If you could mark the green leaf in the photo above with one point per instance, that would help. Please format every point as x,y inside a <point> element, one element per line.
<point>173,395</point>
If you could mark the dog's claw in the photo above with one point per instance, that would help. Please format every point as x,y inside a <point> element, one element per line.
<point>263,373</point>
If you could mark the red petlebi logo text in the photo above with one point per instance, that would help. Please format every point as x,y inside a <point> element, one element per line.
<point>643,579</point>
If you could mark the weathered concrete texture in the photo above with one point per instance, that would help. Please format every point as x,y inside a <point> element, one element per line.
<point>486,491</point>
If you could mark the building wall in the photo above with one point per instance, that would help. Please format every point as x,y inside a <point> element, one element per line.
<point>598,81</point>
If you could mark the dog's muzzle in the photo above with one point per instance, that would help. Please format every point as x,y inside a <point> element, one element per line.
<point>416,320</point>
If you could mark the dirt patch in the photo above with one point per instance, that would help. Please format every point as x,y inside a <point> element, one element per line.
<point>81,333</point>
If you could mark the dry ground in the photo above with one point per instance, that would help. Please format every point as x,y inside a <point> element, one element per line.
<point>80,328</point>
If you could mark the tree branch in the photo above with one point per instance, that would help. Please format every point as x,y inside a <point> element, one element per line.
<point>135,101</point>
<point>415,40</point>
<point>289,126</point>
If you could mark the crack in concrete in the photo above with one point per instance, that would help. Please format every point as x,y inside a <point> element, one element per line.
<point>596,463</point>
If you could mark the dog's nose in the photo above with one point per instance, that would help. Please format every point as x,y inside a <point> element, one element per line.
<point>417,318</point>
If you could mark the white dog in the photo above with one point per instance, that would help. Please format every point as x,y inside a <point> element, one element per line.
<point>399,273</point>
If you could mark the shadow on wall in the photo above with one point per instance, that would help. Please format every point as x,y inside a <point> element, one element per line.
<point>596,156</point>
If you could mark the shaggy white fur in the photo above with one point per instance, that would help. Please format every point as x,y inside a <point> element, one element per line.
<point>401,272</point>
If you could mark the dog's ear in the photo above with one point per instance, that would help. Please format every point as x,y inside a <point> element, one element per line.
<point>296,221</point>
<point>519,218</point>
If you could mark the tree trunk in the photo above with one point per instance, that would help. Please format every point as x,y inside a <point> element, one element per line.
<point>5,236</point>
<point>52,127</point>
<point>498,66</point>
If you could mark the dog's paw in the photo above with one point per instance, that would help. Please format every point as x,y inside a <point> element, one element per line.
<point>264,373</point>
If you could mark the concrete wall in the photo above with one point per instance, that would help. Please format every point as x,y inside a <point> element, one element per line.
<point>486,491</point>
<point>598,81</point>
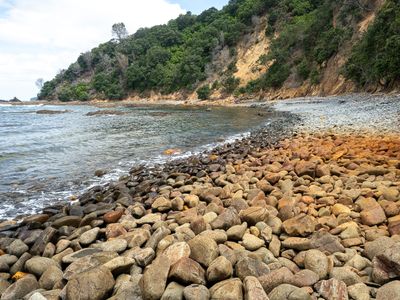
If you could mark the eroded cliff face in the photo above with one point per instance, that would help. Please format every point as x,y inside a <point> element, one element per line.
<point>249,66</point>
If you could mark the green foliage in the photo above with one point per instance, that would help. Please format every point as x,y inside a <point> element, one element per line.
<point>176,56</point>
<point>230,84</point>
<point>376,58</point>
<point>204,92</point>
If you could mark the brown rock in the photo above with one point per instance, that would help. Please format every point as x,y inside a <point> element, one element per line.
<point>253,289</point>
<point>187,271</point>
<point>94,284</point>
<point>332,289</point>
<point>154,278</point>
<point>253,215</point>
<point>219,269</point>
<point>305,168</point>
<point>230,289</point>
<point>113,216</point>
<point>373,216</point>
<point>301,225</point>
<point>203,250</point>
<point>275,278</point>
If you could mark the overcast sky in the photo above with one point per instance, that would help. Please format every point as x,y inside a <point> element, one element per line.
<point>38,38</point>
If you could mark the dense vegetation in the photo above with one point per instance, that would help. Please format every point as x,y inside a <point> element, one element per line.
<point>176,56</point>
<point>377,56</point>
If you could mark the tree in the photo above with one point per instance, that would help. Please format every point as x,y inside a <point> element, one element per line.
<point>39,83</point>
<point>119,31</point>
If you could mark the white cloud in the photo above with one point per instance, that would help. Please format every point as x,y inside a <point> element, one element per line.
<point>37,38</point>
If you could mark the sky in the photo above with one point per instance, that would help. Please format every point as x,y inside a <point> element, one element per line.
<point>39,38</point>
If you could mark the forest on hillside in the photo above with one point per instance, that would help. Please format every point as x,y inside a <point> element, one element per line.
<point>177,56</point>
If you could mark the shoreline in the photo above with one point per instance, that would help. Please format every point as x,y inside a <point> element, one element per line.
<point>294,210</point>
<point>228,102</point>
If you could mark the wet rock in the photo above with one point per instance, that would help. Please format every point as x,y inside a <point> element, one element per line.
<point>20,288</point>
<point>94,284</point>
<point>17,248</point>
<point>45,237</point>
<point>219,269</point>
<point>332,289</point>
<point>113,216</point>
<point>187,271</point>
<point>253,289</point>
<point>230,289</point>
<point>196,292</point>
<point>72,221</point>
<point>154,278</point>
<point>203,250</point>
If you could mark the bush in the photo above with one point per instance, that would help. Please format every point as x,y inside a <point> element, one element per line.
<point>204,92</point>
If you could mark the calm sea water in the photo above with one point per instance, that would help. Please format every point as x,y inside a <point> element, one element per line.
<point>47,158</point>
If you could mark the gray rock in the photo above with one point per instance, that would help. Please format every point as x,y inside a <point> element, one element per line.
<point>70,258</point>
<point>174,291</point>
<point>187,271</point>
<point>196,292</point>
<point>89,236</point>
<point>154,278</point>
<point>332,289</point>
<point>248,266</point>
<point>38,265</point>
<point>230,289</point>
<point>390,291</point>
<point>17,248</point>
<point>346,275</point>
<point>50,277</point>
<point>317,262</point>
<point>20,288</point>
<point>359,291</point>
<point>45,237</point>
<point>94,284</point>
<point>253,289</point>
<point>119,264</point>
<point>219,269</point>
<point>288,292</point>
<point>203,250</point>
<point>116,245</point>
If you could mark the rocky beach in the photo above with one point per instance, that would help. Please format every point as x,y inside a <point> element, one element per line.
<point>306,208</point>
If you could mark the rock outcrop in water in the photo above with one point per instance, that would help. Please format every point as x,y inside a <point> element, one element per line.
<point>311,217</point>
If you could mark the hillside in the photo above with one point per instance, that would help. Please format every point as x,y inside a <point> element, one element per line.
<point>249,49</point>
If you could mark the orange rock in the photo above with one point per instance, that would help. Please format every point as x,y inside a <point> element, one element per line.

***

## Given task
Starting with the line that contains "If you could mark the forest" and going on through the line that contains "<point>47,158</point>", could you output those lines of the records as a numbered list, with any blank lines left out?

## Correct result
1. If you could mark the forest on hillside in the photo above with one point per instance, that would help. Please format every point as x,y inside a <point> element, one element per line.
2. <point>177,56</point>
3. If you could mark the shoreline in the photo above with one point per instance, that would help. Please format every point as x,y inside a <point> element, one element per line.
4. <point>294,210</point>
5. <point>228,102</point>
6. If you could mark the wet rock in the photo above with one point per instance, that would help. Please format every point as x,y inside a <point> element, one element per line.
7. <point>20,288</point>
8. <point>94,284</point>
9. <point>17,248</point>
10. <point>45,237</point>
11. <point>219,269</point>
12. <point>332,289</point>
13. <point>113,216</point>
14. <point>187,271</point>
15. <point>253,289</point>
16. <point>230,289</point>
17. <point>196,292</point>
18. <point>72,221</point>
19. <point>154,278</point>
20. <point>203,250</point>
21. If you could mark the bush in the photo above with one point per instance, that would help. Please format every point as x,y inside a <point> element, one element per line.
22. <point>204,92</point>
23. If you could mark the calm sea water in the photo above with one point per instance, that would help. Please format every point as x,y inside a <point> element, one element per line.
24. <point>47,158</point>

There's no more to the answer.